- Prompt
Images are not part of the copy; transcribe all the data exactly.

- Available records
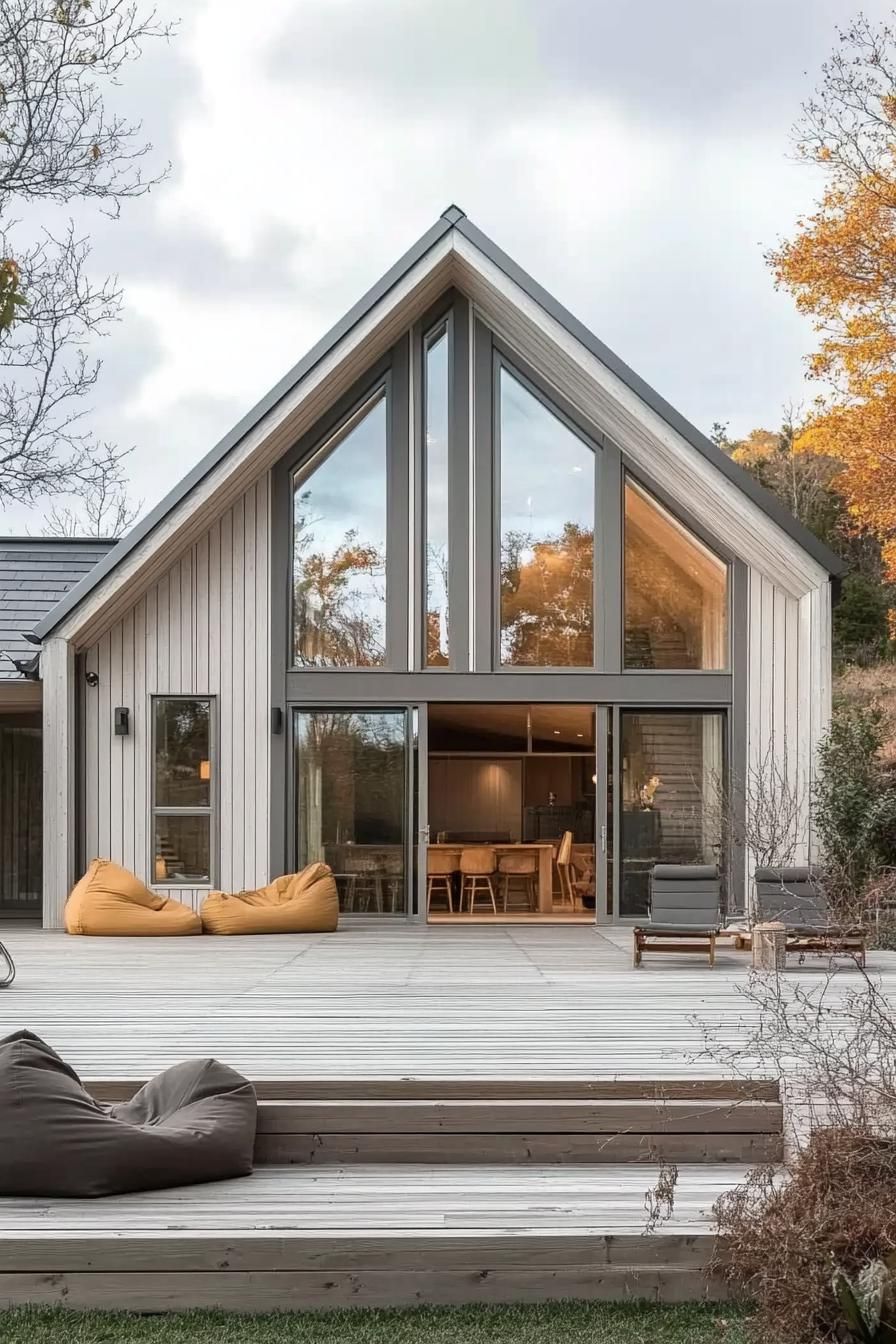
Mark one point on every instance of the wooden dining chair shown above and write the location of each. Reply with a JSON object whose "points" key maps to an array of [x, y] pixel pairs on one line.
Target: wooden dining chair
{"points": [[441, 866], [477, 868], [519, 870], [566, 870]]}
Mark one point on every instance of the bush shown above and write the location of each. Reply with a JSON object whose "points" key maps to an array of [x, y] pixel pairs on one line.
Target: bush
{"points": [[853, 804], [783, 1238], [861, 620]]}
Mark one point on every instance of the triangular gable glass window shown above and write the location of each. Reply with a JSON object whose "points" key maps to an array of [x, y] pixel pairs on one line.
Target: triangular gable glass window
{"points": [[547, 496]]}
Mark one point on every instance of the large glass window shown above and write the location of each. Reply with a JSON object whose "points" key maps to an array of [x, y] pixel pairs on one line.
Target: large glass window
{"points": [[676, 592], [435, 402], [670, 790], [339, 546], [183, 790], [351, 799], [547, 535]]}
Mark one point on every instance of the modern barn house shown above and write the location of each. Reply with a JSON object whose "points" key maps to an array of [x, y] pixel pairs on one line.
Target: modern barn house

- Answer in full
Mark one point on every instance of the wooden dining chair shown above and write the location of each. Reply with a JSON object whose "points" key maps to an array of [x, y] pixel pairs on one line.
Target: wooden dining chair
{"points": [[441, 866], [477, 868], [519, 870], [566, 870]]}
Mark one point on every instance of the bush shown above and write the location of each. Reply with a JSON object whose "points" key maps to an array of [x, y] pixel pairs on one line.
Target: bush
{"points": [[853, 804], [783, 1238], [861, 620]]}
Mark one point on every instance of the triangular gable glass window shown above and write the location of each. Reply with a JSON object whose "points" key maps to an array of [x, y] pixel pairs on one line.
Target: triangular gable glass window
{"points": [[547, 496]]}
Mark one point on every instance of the large glass window shown above and write the location of each. Reply with a JSON object whose "points" key maps to an array of [x, y] pixel pairs on one line.
Target: large glass window
{"points": [[676, 592], [435, 402], [670, 790], [339, 546], [183, 790], [351, 799], [547, 535]]}
Mark one point on every instance of the modern barn house shown above and write the location of each. Reply with a JSON object whose "points" key maps to an array of [x, y] pixel pairs on one line.
Target: modern barn house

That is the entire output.